# [Written task]
Recast the rows below as a Markdown table with the columns No. and Line. Number each line in order and leave out blank lines.
· · ·
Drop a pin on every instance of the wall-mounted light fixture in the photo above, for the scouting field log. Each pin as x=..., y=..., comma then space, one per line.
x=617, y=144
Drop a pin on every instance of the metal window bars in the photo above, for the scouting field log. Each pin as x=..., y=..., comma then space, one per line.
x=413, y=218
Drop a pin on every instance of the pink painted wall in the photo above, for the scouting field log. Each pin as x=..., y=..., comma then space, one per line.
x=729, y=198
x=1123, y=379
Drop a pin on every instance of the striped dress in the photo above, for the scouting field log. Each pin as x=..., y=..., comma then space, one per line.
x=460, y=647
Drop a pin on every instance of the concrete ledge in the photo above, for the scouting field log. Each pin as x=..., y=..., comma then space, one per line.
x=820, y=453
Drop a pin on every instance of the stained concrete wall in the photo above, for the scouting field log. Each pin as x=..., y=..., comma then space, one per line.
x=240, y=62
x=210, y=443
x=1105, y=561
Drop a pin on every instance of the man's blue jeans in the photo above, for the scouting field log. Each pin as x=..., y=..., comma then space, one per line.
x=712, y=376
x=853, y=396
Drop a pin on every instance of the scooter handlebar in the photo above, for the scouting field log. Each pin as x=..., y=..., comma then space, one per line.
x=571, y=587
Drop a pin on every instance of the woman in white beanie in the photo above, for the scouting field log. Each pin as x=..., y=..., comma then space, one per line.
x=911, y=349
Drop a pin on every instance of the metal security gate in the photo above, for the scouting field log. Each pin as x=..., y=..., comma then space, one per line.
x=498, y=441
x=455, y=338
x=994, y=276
· · ·
# [Output]
| No. | Line |
|---|---|
| 1 | Drop a pin on every instance of the wall-mounted light fixture in the photo above, for the scouting field log. Each pin as x=..., y=..., comma then space, one per line. |
| 2 | x=617, y=144 |
| 3 | Drop a pin on every instance of the metal window bars in the photo above, for the scouting field log. Each pin as x=..., y=..., comma then space, one per line. |
| 4 | x=413, y=218 |
| 5 | Drop a pin on every instance of the pink painted wall in the photo above, for the scouting field log. Each pin as x=..., y=..., comma then space, one per line. |
| 6 | x=729, y=198 |
| 7 | x=1123, y=379 |
| 8 | Drop a pin on every instance of the striped dress in the photo above, for the scouting field log. Each pin as x=..., y=..., comma then space, one per line. |
| 9 | x=460, y=647 |
| 10 | Drop a pin on every instance of the concrete ledge in the photo above, for the scouting field log. Each pin as x=..., y=..., comma then space, one per line. |
| 11 | x=820, y=453 |
| 12 | Drop a pin on every instance of the stained concrete wall in the photo above, for the scouting field log. Each pin as x=..., y=..., comma then space, one per line. |
| 13 | x=240, y=62 |
| 14 | x=210, y=443 |
| 15 | x=1105, y=561 |
| 16 | Drop a pin on every instance of the man's blue jeans in the photo above, for the scouting field log. Each pin as x=..., y=..., comma then space, one per line. |
| 17 | x=712, y=376 |
| 18 | x=853, y=396 |
| 19 | Drop a pin on every instance of the scooter handlebar in the photo above, for the scouting field log. Each pin as x=..., y=..., comma then space, one per line. |
| 20 | x=571, y=587 |
| 21 | Drop a pin on every instance of the woman in white beanie in the photo above, for the scouting field log. Each pin as x=..., y=..., comma then space, one per line. |
| 22 | x=911, y=349 |
| 23 | Drop a pin on every instance of the metal security gate in the photo above, for the scouting field log. Each pin as x=..., y=..., comma then space, one per line. |
| 24 | x=498, y=441 |
| 25 | x=455, y=338 |
| 26 | x=994, y=276 |